### Passage provided
● ● ● ● ● ● ●

[llvm] [SLP] no need to generate extract for in-tree uses for original scala… (PR #76077)

via llvm-commits llvm-commits at lists.llvm.org
Tue Dec 26 18:12:58 PST 2023


https://github.com/Enna1 updated https://github.com/llvm/llvm-project/pull/76077

>From 335b5b8fa274164cb84e35ecabbd5e1c38b278c7 Mon Sep 17 00:00:00 2001
From: "xumingjie.enna1" <xumingjie.enna1 at bytedance.com>
Date: Thu, 21 Dec 2023 15:23:00 +0800
Subject: [PATCH 1/3] [SLP] no need to generate extract for in-tree uses for
 original scalar instruction.

Before https://github.com/llvm/llvm-project/commit/77a609b55636dc540090ef9105c60a99cfdbd1dd,
we always skip in-tree uses of the vectorized scalars in `buildExternalUses()`,
that commit handles the case that if the in-tree use is scalar operand in vectorized instruction,
we need to generate extract for these in-tree uses.

in-tree uses remain as scalar in vectorized instructions can be 3 cases:
- The pointer operand of vectorized LoadInst uses an in-tree scalar
- The pointer operand of vectorized StoreInst uses an in-tree scalar
- The scalar argument of vector form intrinsic uses an in-tree scalar

Generating extract for in-tree uses for vectorized instructions are implemented in `BoUpSLP::vectorizeTree()`:
- https://github.com/llvm/llvm-project/blob/main/llvm/lib/Transforms/Vectorize/SLPVectorizer.cpp#L11497-L11506
- https://github.com/llvm/llvm-project/blob/main/llvm/lib/Transforms/Vectorize/SLPVectorizer.cpp#L11542-L11551
- https://github.com/llvm/llvm-project/blob/main/llvm/lib/Transforms/Vectorize/SLPVectorizer.cpp#L11657-L11667

However, https://github.com/llvm/llvm-project/commit/77a609b55636dc540090ef9105c60a99cfdbd1dd
not only generates extract for vectorized instructions,
but also generates extract for original scalar instructions.

● ● ● ● ● ● ●

### Requirement
Sum up the patch note above in two sentences.

### Excerpted data
● ● ● ● ● ● ●

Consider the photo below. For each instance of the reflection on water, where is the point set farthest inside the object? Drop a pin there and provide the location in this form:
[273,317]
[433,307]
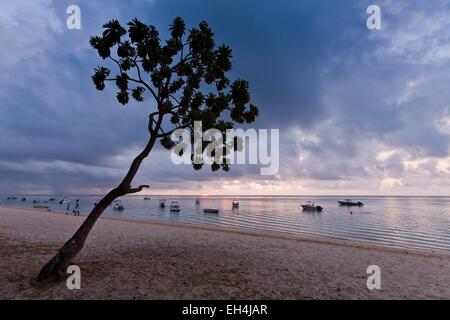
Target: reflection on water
[415,222]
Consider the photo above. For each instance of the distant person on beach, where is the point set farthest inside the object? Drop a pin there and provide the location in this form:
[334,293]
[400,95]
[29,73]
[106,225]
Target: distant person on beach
[76,210]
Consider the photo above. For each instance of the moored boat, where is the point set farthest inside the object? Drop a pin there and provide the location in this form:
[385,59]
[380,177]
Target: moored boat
[311,206]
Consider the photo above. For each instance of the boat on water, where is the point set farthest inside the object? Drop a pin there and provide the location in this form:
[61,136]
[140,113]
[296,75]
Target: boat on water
[117,205]
[41,206]
[311,206]
[175,206]
[349,203]
[210,210]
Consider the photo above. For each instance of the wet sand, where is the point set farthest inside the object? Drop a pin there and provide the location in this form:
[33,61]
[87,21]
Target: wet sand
[155,260]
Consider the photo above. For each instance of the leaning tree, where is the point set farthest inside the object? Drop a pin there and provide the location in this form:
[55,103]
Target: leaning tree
[186,79]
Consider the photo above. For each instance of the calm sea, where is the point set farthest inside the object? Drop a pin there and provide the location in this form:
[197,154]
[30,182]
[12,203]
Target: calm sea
[410,222]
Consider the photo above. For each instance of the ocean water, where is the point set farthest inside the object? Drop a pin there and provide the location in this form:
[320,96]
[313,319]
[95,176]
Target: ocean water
[409,222]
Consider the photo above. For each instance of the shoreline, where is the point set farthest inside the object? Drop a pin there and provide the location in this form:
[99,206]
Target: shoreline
[133,259]
[265,233]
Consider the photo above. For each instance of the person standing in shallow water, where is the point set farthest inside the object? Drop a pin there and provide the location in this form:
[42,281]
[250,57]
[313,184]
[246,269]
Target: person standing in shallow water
[76,210]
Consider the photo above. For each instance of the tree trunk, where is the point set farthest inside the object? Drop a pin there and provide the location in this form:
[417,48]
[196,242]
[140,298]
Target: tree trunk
[59,263]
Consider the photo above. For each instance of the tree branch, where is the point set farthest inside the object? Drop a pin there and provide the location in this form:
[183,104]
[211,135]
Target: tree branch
[138,189]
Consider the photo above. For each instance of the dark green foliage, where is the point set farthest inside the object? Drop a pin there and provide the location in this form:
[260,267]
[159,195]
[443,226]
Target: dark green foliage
[185,75]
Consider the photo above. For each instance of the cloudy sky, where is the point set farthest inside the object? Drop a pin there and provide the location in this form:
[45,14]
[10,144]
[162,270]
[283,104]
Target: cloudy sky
[359,111]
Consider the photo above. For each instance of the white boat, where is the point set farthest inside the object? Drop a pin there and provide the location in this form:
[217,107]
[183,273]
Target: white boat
[350,203]
[210,210]
[175,206]
[311,206]
[117,205]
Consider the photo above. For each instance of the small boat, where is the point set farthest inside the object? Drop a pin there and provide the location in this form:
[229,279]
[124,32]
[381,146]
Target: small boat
[210,210]
[175,206]
[117,205]
[40,204]
[349,203]
[311,206]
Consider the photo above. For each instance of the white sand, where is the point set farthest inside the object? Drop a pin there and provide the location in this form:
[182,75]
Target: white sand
[146,260]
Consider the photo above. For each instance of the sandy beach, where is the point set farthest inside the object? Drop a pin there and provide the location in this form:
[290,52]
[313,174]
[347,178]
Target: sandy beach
[155,260]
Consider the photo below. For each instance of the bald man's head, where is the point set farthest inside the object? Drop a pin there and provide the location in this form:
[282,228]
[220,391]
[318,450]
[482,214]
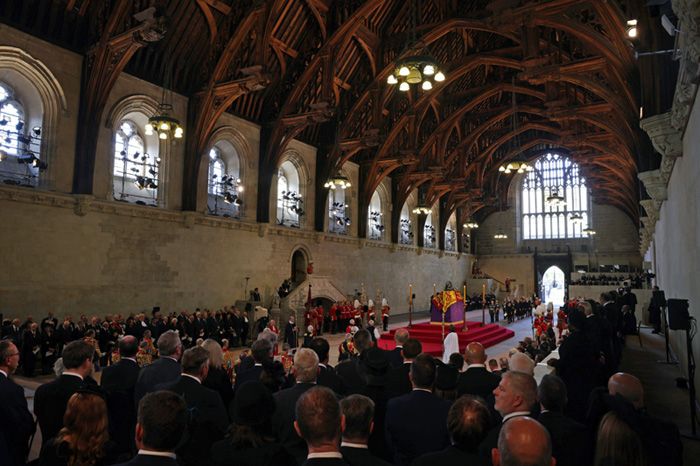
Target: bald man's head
[523,442]
[627,386]
[475,353]
[401,336]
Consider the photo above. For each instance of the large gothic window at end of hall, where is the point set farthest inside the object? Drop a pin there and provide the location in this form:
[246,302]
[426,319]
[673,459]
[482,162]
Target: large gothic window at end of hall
[20,143]
[135,171]
[557,175]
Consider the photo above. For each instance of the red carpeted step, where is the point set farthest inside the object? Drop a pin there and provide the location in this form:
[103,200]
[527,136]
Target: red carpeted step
[430,336]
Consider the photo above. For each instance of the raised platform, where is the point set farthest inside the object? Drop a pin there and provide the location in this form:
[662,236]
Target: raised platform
[430,336]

● ● ● ● ● ● ●

### Exercise result
An earlier LLVM commit stopped always skipping in-tree uses of vectorized scalars in `buildExternalUses()` and began generating extracts for in-tree uses that stay scalar in vectorized instructions: pointer operands of vectorized loads and stores, and scalar arguments of vector intrinsics. That commit also generates extracts for original scalar instructions, which this patch says is not needed.